*EXTRACTED TEXT*.
--*--

7.Termination of Relationship. Following the termination of Optionee’s Continuous Service Status, Optionee may exercise this Option only as set forth in the Plan (as modified by the Grant Notice). Unless otherwise approved by the Company, (i) Optionee’s right to vest in this Option will terminate as of such date and will not be
3



extended by any contractual notice period or any period of “garden leave” or any similar notice period mandated under employment laws in the jurisdiction where Optionee is employed or the terms of Optionee’s employment agreement, if any; and (ii) the period (if any) during which Optionee may exercise the vested portion of the Option (if any) after such termination of Optionee’s Continuous Service Status will commence as of such date and will not be extended by any contractual notice period or any period of “garden leave” or any similar notice period mandated under employment laws in the jurisdiction where Optionee is employed or the terms of Optionee’s employment agreement, if any. If Optionee does not exercise this Option within the applicable post-termination exercise period set forth in the Plan (as modified by the Grant Notice), this Option shall terminate in its entirety. In no event may any Option be exercised after the Expiration Date of this Option as set forth in the Grant Notice.
8.Effect of Agreement. Optionee acknowledges receipt of a copy of the Plan and represents that he or she is familiar with the terms and provisions thereof (and has had an opportunity to consult counsel regarding the Option terms), and hereby accepts this Option and agrees to be bound by its contractual terms as set forth herein and in the Plan. Optionee hereby agrees to accept as binding, conclusive and final all decisions and interpretations of the Administrator regarding any questions relating to this Option. In the event of a conflict between the terms and provisions of the Plan and the terms and provisions of the Grant Notice and this Agreement, the Plan terms and provisions shall prevail.
9.Data Privacy. Optionee hereby explicitly and unambiguously consents to the collection, use and transfer, in electronic or other form, of Optionee’s personal data as described in this Agreement and any other Option grant materials by and among the entities in the Company Group for the purpose of implementing, administering and managing Optionee’s participation in the Plan.

--*--

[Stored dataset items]
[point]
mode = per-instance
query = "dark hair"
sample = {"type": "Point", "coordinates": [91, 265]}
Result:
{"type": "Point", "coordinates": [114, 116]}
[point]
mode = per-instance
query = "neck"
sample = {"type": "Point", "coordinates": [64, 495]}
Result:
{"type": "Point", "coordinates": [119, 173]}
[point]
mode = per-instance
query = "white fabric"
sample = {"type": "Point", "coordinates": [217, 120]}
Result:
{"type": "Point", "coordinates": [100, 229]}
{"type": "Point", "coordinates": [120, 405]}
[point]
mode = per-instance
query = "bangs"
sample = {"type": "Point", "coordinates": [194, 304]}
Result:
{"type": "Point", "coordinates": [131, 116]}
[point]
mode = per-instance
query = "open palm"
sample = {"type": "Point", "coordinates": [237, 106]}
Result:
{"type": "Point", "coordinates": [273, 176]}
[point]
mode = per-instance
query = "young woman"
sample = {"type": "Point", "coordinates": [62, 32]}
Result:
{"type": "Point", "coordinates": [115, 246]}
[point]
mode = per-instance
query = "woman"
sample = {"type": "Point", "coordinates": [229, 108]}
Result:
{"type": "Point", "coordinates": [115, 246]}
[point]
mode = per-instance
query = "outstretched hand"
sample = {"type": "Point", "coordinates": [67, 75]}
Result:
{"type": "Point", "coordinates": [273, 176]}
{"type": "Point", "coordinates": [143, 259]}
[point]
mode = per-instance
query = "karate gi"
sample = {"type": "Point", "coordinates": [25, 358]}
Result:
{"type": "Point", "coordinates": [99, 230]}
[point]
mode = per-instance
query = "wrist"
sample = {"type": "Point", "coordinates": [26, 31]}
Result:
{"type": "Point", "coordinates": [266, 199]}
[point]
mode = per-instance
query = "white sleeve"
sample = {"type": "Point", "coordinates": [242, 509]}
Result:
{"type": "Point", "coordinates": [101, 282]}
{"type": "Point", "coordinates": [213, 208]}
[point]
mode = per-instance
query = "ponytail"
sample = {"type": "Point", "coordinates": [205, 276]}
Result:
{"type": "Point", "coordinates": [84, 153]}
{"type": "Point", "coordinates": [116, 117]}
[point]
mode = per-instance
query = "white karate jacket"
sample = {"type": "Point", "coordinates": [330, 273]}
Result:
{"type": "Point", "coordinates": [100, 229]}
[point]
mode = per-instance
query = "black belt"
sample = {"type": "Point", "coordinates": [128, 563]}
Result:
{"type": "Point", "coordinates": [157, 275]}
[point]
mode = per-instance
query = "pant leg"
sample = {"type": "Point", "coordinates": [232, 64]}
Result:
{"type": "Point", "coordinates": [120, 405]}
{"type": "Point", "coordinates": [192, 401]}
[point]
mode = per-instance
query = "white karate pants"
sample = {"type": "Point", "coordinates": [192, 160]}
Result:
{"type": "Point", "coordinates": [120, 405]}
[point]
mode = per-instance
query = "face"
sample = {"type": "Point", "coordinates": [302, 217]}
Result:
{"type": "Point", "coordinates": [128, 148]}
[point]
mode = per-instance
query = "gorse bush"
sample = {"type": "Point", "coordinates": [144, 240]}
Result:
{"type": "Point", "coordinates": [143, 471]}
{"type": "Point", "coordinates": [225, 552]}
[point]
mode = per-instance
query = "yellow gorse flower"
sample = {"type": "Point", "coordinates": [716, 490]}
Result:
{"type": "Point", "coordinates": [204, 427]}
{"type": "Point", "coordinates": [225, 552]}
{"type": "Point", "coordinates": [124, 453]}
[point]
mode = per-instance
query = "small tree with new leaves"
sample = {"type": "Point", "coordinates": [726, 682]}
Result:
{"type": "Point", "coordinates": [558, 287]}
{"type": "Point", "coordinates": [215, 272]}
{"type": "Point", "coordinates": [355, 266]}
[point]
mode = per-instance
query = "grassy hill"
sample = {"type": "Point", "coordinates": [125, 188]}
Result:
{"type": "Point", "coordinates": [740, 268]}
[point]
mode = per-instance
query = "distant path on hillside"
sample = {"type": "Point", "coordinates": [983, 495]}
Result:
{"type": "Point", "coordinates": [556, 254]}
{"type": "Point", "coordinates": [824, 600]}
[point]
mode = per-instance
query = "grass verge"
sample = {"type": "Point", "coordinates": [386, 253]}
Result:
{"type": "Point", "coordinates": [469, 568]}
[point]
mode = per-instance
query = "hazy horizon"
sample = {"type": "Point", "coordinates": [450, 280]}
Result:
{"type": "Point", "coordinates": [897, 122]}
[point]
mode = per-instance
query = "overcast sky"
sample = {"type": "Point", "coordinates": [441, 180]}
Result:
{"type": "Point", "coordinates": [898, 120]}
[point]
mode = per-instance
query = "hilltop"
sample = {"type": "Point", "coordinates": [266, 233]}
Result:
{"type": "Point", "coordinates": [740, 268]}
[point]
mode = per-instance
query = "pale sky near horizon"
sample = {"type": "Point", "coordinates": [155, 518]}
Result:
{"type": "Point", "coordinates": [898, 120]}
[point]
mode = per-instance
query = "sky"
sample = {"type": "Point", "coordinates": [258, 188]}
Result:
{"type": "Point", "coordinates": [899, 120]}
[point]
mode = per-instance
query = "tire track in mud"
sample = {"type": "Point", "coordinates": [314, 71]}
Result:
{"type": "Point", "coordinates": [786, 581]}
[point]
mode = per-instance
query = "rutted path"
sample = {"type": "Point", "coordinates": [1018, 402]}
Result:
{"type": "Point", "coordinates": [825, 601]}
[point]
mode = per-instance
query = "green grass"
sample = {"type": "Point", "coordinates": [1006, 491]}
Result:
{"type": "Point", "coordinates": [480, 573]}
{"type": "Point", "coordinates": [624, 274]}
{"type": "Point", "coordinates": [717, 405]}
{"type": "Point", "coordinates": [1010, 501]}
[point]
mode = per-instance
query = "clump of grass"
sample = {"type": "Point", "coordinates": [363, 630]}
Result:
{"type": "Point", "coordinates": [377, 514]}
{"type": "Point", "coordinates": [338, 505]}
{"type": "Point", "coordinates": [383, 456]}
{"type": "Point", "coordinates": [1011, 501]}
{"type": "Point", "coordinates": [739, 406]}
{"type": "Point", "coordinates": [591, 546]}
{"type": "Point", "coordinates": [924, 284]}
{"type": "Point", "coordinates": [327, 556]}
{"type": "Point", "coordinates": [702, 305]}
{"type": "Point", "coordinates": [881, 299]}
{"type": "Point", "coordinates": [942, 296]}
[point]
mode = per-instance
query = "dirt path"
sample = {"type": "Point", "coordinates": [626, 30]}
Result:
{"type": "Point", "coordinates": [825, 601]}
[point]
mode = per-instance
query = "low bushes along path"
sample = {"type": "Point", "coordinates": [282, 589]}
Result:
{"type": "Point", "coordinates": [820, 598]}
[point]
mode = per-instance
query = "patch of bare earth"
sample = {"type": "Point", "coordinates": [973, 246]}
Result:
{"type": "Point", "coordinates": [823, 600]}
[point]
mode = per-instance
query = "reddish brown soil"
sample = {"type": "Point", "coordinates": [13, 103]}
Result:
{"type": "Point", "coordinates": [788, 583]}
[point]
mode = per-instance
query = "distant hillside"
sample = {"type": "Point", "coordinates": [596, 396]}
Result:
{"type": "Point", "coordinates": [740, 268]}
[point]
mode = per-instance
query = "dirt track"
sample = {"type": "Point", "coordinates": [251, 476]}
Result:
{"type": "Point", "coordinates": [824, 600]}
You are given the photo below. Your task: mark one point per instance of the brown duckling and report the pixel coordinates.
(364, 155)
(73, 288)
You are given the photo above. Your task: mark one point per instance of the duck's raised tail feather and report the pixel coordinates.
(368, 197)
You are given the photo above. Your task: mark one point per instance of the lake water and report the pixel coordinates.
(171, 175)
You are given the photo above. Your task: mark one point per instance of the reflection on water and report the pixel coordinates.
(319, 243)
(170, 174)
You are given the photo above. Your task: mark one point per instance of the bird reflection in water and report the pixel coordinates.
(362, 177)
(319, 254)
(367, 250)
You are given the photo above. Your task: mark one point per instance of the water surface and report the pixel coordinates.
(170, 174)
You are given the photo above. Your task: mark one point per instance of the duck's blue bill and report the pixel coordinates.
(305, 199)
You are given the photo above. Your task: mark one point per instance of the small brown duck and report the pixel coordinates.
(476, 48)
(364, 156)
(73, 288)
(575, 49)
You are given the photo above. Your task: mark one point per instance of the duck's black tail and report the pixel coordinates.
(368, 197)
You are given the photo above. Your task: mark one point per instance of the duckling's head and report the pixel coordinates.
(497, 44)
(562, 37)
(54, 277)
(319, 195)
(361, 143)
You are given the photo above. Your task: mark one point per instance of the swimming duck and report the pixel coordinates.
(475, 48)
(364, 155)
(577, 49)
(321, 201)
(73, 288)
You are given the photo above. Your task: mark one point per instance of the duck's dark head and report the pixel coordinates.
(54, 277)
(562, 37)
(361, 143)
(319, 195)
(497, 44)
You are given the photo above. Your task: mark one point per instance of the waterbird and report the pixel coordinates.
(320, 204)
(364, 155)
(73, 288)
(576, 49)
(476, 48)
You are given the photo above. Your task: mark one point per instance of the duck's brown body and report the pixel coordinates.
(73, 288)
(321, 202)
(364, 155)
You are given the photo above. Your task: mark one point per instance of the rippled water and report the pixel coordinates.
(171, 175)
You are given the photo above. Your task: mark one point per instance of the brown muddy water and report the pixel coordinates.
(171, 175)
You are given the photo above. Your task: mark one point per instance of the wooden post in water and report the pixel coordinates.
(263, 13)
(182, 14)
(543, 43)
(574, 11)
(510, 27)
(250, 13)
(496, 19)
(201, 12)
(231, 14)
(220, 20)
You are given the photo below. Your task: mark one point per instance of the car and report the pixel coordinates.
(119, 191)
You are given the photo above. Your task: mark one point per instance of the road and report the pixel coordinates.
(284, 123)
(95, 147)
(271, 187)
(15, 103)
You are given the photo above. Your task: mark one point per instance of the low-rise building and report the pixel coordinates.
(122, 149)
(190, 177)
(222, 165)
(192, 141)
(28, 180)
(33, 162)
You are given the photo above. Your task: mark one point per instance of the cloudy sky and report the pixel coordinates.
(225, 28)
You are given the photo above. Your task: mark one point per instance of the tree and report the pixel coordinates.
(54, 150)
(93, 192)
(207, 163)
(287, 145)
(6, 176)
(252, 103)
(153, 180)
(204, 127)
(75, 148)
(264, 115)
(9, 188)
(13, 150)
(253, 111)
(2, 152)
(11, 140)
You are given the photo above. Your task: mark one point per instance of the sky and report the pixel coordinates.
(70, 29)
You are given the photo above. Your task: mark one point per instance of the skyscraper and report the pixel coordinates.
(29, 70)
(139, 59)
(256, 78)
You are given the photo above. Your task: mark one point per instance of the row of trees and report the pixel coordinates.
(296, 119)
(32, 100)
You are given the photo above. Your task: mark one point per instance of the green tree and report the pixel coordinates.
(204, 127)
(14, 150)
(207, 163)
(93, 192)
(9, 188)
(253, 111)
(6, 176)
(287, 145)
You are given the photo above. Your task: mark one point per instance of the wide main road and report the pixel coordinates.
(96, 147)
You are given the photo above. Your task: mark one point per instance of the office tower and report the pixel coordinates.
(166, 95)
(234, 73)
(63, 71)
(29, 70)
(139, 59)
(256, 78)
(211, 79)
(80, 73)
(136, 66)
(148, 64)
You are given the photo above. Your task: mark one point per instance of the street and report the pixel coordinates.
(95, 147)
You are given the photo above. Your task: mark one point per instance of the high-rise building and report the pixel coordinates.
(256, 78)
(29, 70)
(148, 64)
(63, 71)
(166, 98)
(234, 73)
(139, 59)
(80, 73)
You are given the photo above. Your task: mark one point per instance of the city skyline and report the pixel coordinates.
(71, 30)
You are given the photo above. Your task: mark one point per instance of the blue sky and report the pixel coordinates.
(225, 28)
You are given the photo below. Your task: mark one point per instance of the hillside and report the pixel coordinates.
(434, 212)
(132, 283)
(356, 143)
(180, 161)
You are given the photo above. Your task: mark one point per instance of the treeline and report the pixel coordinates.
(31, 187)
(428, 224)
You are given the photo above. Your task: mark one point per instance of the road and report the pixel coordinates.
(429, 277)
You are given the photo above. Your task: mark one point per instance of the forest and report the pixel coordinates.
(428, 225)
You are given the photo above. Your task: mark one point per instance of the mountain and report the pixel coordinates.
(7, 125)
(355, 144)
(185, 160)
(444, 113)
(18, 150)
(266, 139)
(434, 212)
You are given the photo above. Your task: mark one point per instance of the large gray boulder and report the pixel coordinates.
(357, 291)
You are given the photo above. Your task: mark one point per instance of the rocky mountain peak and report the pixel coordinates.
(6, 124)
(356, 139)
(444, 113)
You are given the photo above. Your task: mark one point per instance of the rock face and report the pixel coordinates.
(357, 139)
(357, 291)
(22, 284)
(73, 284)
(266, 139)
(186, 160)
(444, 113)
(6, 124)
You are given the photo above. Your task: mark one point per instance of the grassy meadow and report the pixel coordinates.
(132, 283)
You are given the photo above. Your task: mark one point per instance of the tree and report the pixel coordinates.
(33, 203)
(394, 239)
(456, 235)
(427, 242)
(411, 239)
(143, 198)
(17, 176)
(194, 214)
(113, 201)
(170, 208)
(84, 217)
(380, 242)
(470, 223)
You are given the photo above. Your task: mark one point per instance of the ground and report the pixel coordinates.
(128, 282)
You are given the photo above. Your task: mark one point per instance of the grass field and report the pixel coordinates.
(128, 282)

--*--

*EXERCISE INSTRUCTIONS*.
a. Extract the passage of the option agreement text starting with "8.Effect of Agreement." and going on through "provisions shall prevail.".
b. Answer these questions using the option agreement text:
(i) After what date may no Option be exercised?
(ii) Whose decisions and interpretations regarding questions about the Option does the Optionee agree to accept as binding, conclusive and final?
(iii) If the terms of the Plan conflict with those of the Grant Notice and the Agreement, which terms prevail?
c. Proceed with the option agreement text, writing on from its last sentence.

*ANSWERS PROVIDED*.
a.
8.Effect of Agreement. Optionee acknowledges receipt of a copy of the Plan and represents that he or she is familiar with the terms and provisions thereof (and has had an opportunity to consult counsel regarding the Option terms), and hereby accepts this Option and agrees to be bound by its contractual terms as set forth herein and in the Plan. Optionee hereby agrees to accept as binding, conclusive and final all decisions and interpretations of the Administrator regarding any questions relating to this Option. In the event of a conflict between the terms and provisions of the Plan and the terms and provisions of the Grant Notice and this Agreement, the Plan terms and provisions shall prevail.

b.
(i) The Expiration Date of the Option as set forth in the Grant Notice.
(ii) The Administrator's.
(iii) The Plan terms and provisions.

c.
Optionee understands that the Company Group may hold certain personal information about Optionee, including, but not limited to, Optionee’s name, home address and telephone number, date of birth, social insurance number or other identification number, salary, nationality, job title, any Shares or directorships held in the Company, details of all options or any other entitlement to Shares awarded, canceled, exercised, vested, unvested or outstanding in Optionee’s favor (“Data”), for the purpose of implementing, administering and managing the Plan.
Optionee understands that Data will be transferred to such stock plan service provider as may be selected by the Company, presently or in the future, which may be assisting the Company with the implementation, administration and management of the Plan. Optionee understands that the recipients of the Data may be located in the United States or elsewhere, and that the recipient’s country (e.g., the United States) may have different data privacy laws and protections than Optionee’s country. Optionee authorizes the Company, the stock plan service provider as may be selected by the Company, and any other possible recipients which may assist the Company, presently or in the future, with implementing, administering and managing the Plan to receive, possess, use, retain and transfer the Data, in electronic or other form, for the purposes of implementing, administering and managing Optionee’s participation in the Plan. Further, Optionee understands that he or she is providing the consents herein on a purely voluntary basis. If Optionee does not consent, or if Optionee later seeks to revoke his or her consent, or instructs the Company to cease the processing of the Data, his or her Continuous Service Status will not be adversely affected; the only adverse consequence of refusing or withdrawing Optionee’s consent or instructing the Company to cease processing, is that the Company would not be able to grant Optionee Options or other equity awards or administer or maintain such awards. Therefore, Optionee understands that refusing or withdrawing his or her consent may affect Optionee’s ability to participate in the Plan. For more information on the consequences of Optionee’s refusal to consent or withdrawal of consent, Optionee understands that he or she may contact his or her local human resources representative.
10.No Advice Regarding Grant. The Company is not providing any tax, legal or financial advice, nor is the Company making any recommendations regarding Optionee’s participation in the Plan, or Optionee’s acquisition or sale of the Optioned Stock. Optionee is hereby advised to consult with his or her own personal tax, legal and financial advisors regarding his or her participation in the Plan before accepting the Option or taking any action related to Option or the Plan.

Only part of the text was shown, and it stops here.